◆ WHAT TO WORK ON ◆
Write out the rows below again, changing every "bounding box" to "rectangle" and leaving everything else as it is. Omit the pictures.

Records from a data source
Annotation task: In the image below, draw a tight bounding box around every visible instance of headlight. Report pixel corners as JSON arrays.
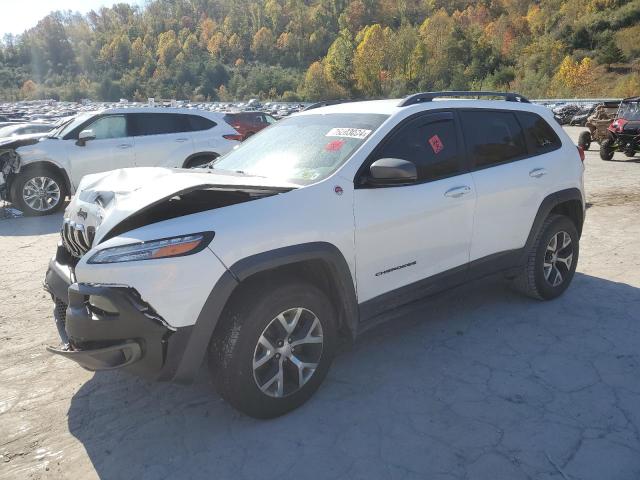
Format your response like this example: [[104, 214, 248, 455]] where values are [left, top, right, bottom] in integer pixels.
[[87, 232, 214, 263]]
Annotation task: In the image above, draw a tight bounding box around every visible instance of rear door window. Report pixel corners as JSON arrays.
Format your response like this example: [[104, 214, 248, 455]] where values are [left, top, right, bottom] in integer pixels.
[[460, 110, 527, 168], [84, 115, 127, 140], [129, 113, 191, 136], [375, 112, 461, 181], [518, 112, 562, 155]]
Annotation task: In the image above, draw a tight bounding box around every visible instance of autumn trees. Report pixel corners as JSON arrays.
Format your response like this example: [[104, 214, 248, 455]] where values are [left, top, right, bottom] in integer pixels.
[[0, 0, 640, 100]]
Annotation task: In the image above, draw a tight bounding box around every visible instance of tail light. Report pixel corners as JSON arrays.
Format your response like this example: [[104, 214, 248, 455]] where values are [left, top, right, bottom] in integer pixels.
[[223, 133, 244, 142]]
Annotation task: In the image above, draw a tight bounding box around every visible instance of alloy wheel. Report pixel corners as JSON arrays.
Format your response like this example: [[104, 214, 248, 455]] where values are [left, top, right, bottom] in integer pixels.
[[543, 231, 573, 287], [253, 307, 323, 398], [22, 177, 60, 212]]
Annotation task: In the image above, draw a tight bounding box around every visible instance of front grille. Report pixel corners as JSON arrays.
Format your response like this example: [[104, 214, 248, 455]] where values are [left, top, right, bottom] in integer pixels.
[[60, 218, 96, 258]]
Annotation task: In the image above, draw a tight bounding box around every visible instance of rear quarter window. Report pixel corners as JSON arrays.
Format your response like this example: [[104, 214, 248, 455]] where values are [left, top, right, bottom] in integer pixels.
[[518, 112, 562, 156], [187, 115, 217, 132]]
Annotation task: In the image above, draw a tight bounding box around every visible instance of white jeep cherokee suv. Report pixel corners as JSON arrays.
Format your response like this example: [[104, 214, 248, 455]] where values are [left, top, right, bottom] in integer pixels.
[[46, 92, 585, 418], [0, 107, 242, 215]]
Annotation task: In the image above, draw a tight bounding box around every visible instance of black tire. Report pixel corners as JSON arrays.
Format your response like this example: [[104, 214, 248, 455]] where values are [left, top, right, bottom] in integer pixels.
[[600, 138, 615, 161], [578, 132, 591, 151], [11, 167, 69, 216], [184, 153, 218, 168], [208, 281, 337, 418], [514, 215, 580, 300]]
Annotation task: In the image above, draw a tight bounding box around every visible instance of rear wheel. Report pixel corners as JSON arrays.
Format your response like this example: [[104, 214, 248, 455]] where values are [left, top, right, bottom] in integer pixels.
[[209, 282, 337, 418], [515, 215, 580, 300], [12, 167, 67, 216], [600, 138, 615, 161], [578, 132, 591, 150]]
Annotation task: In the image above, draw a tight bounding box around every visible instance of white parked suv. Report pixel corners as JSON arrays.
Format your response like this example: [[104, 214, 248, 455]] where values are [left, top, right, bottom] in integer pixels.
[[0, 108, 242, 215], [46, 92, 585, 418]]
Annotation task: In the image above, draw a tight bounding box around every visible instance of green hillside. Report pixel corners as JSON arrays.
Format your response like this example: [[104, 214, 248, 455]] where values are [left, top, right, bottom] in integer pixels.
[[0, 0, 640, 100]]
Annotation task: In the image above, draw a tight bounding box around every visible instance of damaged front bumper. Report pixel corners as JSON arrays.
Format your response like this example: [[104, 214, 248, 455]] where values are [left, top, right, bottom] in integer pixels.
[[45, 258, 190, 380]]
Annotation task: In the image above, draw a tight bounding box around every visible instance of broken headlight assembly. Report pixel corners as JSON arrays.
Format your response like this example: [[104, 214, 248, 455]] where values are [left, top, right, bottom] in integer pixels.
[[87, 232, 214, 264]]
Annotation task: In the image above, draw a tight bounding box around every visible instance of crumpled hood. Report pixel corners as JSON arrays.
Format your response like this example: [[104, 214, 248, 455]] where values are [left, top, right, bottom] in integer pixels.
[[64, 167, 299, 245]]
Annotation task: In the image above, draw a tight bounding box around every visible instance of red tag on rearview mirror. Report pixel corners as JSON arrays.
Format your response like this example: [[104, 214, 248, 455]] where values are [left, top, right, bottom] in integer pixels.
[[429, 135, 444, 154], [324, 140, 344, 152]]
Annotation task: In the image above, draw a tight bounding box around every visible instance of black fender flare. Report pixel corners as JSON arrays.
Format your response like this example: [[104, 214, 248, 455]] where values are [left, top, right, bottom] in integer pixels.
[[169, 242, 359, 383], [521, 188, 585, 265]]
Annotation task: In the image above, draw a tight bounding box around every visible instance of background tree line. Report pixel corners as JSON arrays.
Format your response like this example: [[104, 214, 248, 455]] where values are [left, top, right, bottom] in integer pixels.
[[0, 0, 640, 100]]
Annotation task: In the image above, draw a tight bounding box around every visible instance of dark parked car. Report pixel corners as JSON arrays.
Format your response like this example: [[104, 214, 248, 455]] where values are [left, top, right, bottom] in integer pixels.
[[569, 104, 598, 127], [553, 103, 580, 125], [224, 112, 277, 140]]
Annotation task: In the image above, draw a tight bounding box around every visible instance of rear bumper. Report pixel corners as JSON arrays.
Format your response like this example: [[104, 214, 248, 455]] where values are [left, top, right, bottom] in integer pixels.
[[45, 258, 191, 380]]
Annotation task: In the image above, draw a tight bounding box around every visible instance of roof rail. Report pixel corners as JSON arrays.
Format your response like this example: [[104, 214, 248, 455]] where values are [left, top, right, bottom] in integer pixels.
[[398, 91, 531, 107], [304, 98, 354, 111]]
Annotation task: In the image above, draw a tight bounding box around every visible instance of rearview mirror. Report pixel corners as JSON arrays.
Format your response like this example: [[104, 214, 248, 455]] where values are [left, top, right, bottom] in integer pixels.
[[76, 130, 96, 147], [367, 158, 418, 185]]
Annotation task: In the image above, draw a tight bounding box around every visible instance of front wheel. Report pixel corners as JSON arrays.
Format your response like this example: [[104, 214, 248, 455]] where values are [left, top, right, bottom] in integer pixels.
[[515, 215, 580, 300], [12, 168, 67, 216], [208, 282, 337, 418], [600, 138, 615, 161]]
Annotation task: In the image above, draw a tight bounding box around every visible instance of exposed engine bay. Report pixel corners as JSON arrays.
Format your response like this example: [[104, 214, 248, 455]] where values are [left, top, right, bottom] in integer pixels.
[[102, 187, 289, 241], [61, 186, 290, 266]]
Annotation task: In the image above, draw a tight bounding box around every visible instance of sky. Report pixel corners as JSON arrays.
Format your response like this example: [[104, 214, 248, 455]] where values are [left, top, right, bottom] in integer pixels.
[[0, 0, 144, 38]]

◆ IN RESPONSE ◆
Annotation task: In the image below, draw a tight rectangle around every visible instance of headlight. Report pixel corners as JSON arrays.
Format your response like this example: [[104, 214, 248, 455]] where values are [left, top, right, bottom] in integer pixels.
[[87, 232, 214, 263]]
Annotation task: In the image above, draw a tight rectangle around every visible instance of rear door window. Report pixel corners as JSON arrays.
Format your response like this example: [[104, 214, 248, 455]] where values are [left, top, right, bottom] in integer pixels.
[[460, 110, 527, 168], [84, 115, 127, 140], [129, 113, 191, 136], [375, 112, 461, 181], [518, 112, 562, 155]]
Annotation task: In the image above, draw a tight rectangle around every visible instance of autumn trees. Report pixel corners as JSON arrays.
Format your response like this example: [[104, 214, 248, 455]] where values are [left, top, right, bottom] in integer pixels.
[[0, 0, 640, 100]]
Annotation task: In the image above, draw a tight rectangle around every visible instance of tail light. Report pixel corners as JSON arrays.
Format your response like this example: [[104, 214, 248, 455]] where values are [left, top, right, bottom] in integer pixels.
[[223, 133, 244, 142]]
Annotation task: In the image above, draw a tight rectangle around every visible instance of alloy wheel. Report pixel corners as JSON arrays.
Format your response like this example: [[104, 214, 248, 455]] where values are [left, top, right, bottom] in integer pixels.
[[543, 231, 573, 287], [253, 307, 323, 398], [22, 177, 60, 212]]
Annotation task: In the image above, draw a tight rectangle around every visible instance of front grille. Report pixel corners as JSON arrays.
Format your response like this example: [[104, 214, 248, 455]] where values are [left, top, right, bottom] in integer pixels.
[[60, 218, 96, 258]]
Annotation task: In the image above, draw a tight rectangle around every visible instance of rear quarter window. Report pixel corners as JSON arrays.
Format your response like this example: [[104, 214, 248, 455]] where values are [left, top, right, bottom] in integer pixels.
[[518, 112, 562, 156], [187, 115, 217, 132]]
Annotation task: In the image above, draw a tight rectangle around every visible instance of white jeep cherokee suv. Report pixel corners as JSON arrays.
Format your response like this example: [[104, 214, 248, 455]] where values are [left, top, right, bottom] in integer pixels.
[[46, 92, 585, 418], [0, 107, 242, 215]]
Annotation task: In the image above, draw a tight rectangle around every visible instance of black tire. Report pixel corners as JSON arrays.
Format your response like this example: [[104, 214, 248, 455]] where values are [left, top, right, bottom] in integer pixels.
[[600, 138, 615, 161], [578, 132, 591, 151], [11, 167, 69, 216], [184, 153, 218, 168], [208, 281, 337, 418], [514, 215, 580, 300]]
Annotation task: In the image above, draw a tight rectangle around every visible instance of rear wheel. Report pixel corners as JSON arrays.
Format your response like this example: [[104, 214, 248, 455]] where values are [left, top, right, bottom] in integer pixels.
[[209, 282, 337, 418], [515, 215, 580, 300], [12, 167, 67, 216], [600, 138, 615, 161], [578, 132, 591, 150]]
Annotation task: In the image above, draw a tight rectangle around every visible instance of white parked suv. Report pixel corners as JSON arrays.
Format your response like this example: [[104, 214, 248, 455]] where values are [left, top, right, bottom] in integer pixels.
[[0, 108, 242, 215], [46, 92, 585, 418]]
Annotation task: In the image above, draw a tight rectangle around every visible instance of green hillside. Report pixel corners as JSON arrays.
Format your response like this example: [[104, 214, 248, 455]] where values are [left, top, right, bottom] in integer pixels.
[[0, 0, 640, 100]]
Annotation task: In the image above, draw a tight rectangle around every visible instance of damaged front bumper. Report pixel corners as JSON arrays.
Format your response like this example: [[104, 214, 248, 455]] where values are [left, top, right, bottom] in integer pixels.
[[45, 258, 190, 380]]
Annotation task: In the image above, draw a tight rectangle around every visible instance of broken headlight assembly. Report pixel corners as JSON arrays.
Format your response like this example: [[104, 214, 248, 455]] where values are [left, top, right, bottom] in integer pixels.
[[87, 232, 214, 264]]
Annotation task: In the image above, draw a tight rectangle around every visible instance of crumpled hood. Report pixel corners as JSON arrays.
Format your response like this example: [[104, 214, 248, 455]] where values are [left, top, right, bottom] in integer pixels.
[[64, 167, 299, 245]]
Annotation task: In the image above, draw a tight rectangle around every visible instance of red tag on rearview mirror. Report pixel corners as JSON arrays.
Format your response like this example: [[104, 214, 248, 455]] where values are [left, top, right, bottom] in integer pixels.
[[429, 135, 444, 154], [324, 140, 344, 152]]
Annotation task: In the image above, draw a tight rectangle around every visible instance of black fender flare. Report pixel corners as JSON arrays.
Format your response like this example: [[104, 214, 248, 455]] where values are [left, top, right, bottom] in integer pixels.
[[169, 242, 359, 383], [521, 188, 585, 265]]
Annotation task: In the image above, draw a tight rectangle around every visible instance of background tree line. Report pixel corners as JSON arrays.
Format your response like this example: [[104, 214, 248, 455]] where values are [left, top, right, bottom] in integer pixels.
[[0, 0, 640, 100]]
Annotation task: In the image above, draw a tight rectangle around every visible instance of dark parked car. Report pixel corners as JSON arrays.
Format your response like this example: [[104, 214, 248, 455]] where values are [left, top, right, bottom] in integer pixels.
[[569, 104, 598, 127], [553, 103, 580, 125], [224, 112, 277, 140]]
Annotation task: In the image above, draw a tight rectangle around every visible instance of rear bumper. Report pixel corners as JSON arrays.
Format your response like this example: [[104, 214, 248, 455]] where values are [left, top, right, bottom] in integer pixels.
[[45, 258, 191, 380]]
Annotation task: In the image above, draw a tight rectangle around every visible instance of roof rail. Report pixel corners as JSON arrays.
Format your response like this example: [[104, 214, 248, 455]] where values are [left, top, right, bottom] in integer pixels.
[[398, 91, 531, 107], [304, 98, 354, 111]]
Annotation task: In the image above, draw a tight rectangle around every visible instance of rearview mirror. Report pixel corners as JSON arrays.
Format your response like this example: [[104, 214, 248, 455]] where values are [left, top, right, bottom] in integer pixels.
[[76, 130, 96, 147], [367, 158, 418, 185]]
Annotation task: In the image above, draw a tight rectangle around every visible instance of front wheel. Report pixel corners as JSON arrays.
Format your response like this example: [[104, 214, 248, 455]] where values are [left, top, right, bottom] in integer pixels.
[[515, 215, 580, 300], [12, 168, 67, 216], [208, 282, 337, 418], [600, 138, 615, 161]]
Annotation task: In the image above, draw a tight rectangle around every visible instance of exposed engine bay. Report pixel corners as JSON arrays.
Format your response like this example: [[104, 214, 248, 455]] where values are [left, top, right, bottom] in integer pixels.
[[102, 187, 289, 241], [61, 186, 290, 266]]
Annotation task: In the image above, draw a tight rectangle around every visible instance of sky. Report pixel corners as JSON arrays.
Format your response like this example: [[104, 214, 248, 455]] where values are [left, top, right, bottom] in integer pixels.
[[0, 0, 144, 38]]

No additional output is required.